[Start of Supplied material]

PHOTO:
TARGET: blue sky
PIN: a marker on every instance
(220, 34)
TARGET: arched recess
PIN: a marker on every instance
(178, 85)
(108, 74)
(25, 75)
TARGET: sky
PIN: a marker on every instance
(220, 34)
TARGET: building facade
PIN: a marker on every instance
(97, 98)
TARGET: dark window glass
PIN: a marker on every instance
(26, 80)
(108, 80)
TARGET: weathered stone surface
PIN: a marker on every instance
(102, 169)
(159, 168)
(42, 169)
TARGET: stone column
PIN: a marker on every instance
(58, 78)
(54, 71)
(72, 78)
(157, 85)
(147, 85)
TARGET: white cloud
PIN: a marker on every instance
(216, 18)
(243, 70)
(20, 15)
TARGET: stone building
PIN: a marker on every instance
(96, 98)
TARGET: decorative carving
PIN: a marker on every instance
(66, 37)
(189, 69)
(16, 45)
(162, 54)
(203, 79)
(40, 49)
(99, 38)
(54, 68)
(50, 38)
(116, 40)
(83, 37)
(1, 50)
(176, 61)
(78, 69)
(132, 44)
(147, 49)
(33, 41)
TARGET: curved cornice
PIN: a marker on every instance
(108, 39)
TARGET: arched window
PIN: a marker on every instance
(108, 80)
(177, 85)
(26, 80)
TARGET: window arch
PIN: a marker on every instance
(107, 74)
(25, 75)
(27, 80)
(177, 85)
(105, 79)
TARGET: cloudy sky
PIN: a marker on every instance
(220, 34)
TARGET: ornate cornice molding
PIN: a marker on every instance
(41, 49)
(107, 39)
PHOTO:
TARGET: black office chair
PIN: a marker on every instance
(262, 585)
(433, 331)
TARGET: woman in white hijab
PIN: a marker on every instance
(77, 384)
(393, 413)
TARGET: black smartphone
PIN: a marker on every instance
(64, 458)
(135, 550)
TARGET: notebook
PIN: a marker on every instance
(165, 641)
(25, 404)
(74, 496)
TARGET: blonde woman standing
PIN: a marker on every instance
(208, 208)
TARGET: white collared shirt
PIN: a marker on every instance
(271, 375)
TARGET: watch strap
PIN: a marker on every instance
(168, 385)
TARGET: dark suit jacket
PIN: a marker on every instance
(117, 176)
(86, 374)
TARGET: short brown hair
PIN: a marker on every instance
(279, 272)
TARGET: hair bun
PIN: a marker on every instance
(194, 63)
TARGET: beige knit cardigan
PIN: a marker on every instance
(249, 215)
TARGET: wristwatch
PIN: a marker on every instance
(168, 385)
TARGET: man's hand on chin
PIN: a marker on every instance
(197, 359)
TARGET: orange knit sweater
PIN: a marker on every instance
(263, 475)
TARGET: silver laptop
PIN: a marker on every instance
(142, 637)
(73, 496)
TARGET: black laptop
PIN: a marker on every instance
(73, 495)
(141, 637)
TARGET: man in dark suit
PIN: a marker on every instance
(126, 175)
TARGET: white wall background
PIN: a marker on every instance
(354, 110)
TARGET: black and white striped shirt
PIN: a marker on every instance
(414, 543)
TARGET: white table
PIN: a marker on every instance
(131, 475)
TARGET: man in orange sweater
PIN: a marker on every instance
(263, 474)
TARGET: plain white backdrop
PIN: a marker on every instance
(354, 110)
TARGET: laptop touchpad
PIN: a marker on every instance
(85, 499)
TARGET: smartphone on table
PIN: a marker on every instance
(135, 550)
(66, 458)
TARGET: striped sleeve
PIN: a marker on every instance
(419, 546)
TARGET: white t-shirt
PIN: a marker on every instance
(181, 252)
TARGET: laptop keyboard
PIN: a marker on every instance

[End of Supplied material]

● **Problem to solve**
Every record above should be output exactly.

● **Solution to this exercise**
PHOTO:
TARGET: blue sky
PIN: a marker on every instance
(220, 34)
TARGET: arched recess
PIN: a marker on every instance
(178, 85)
(108, 74)
(25, 75)
TARGET: sky
PIN: a marker on every instance
(220, 34)
TARGET: building facade
PIN: a marker on every instance
(97, 98)
TARGET: dark window glass
PIN: a marker on every instance
(26, 80)
(108, 80)
TARGET: weathered stone surface
PIN: a marker on every instance
(102, 169)
(159, 168)
(42, 169)
TARGET: stone column
PIN: a marker on every instance
(58, 78)
(54, 71)
(72, 78)
(157, 85)
(147, 85)
TARGET: white cloud
PIN: a marker on every instance
(216, 18)
(243, 70)
(20, 15)
TARGET: stone building
PIN: a marker on every instance
(96, 98)
TARGET: decorative carving
PIN: a marker on every instance
(66, 37)
(189, 69)
(16, 45)
(162, 54)
(203, 79)
(40, 49)
(99, 38)
(54, 68)
(50, 38)
(116, 40)
(83, 37)
(1, 50)
(176, 61)
(78, 69)
(132, 44)
(147, 49)
(33, 41)
TARGET: curved cornice
PIN: a marker on every instance
(108, 39)
TARGET: arched window
PIN: a marker on every instance
(108, 80)
(177, 85)
(26, 80)
TARGET: window arch
PIN: a marker on every instance
(107, 74)
(25, 75)
(27, 80)
(177, 85)
(105, 79)
TARGET: cloudy sky
PIN: a marker on every instance
(220, 34)
TARGET: ornate cornice molding
PIN: a marker on every instance
(41, 49)
(107, 39)
PHOTO:
TARGET: black office chair
PIN: a marker on every instance
(262, 585)
(433, 331)
TARGET: woman in white hijab
PIN: a marker on every instance
(77, 384)
(393, 413)
TARGET: black smartphone
PIN: a marker on every instance
(64, 458)
(135, 550)
TARGET: notebook
PIN: a marker on every instance
(165, 641)
(25, 404)
(74, 496)
TARGET: blonde woman standing
PIN: a marker on every instance
(208, 208)
TARGET: white collared shirt
PIN: a marker on every instance
(271, 375)
TARGET: watch strap
PIN: a marker on every instance
(168, 385)
TARGET: dark suit jacket
PIN: a marker on every instance
(117, 176)
(86, 374)
TARGET: short brown hair
PIN: a marker on every instance
(279, 272)
TARGET: hair bun
PIN: a marker on every instance
(194, 63)
TARGET: beige knit cardigan
PIN: a marker on every instance
(249, 215)
TARGET: wristwatch
PIN: a marker on every instance
(168, 385)
TARGET: man's hand on chin
PIN: a marker on every instance
(197, 359)
TARGET: orange knit sweater
PIN: a marker on every instance
(263, 475)
TARGET: silver laptop
PIN: a marker on every instance
(142, 637)
(73, 496)
TARGET: black laptop
PIN: a marker on every instance
(73, 495)
(141, 637)
TARGET: man in dark suit
PIN: a marker on every instance
(126, 175)
TARGET: white wall background
PIN: a marker on every instance
(354, 110)
TARGET: black and white striped shirt
PIN: a marker on every instance
(414, 543)
TARGET: white table
PIN: a marker on every instance
(131, 475)
TARGET: man in orange sweater
PIN: a marker on every instance
(263, 474)
TARGET: plain white backdrop
PIN: a marker on every instance
(354, 110)
TARGET: laptop touchpad
PIN: a marker on every instance
(85, 499)
TARGET: smartphone on table
PIN: a marker on every instance
(135, 550)
(66, 458)
TARGET: striped sleeve
PIN: a marker on every instance
(419, 546)
TARGET: white t-shirt
PIN: a marker on every instance
(181, 252)
TARGET: laptop keyboard
PIN: a marker on every instance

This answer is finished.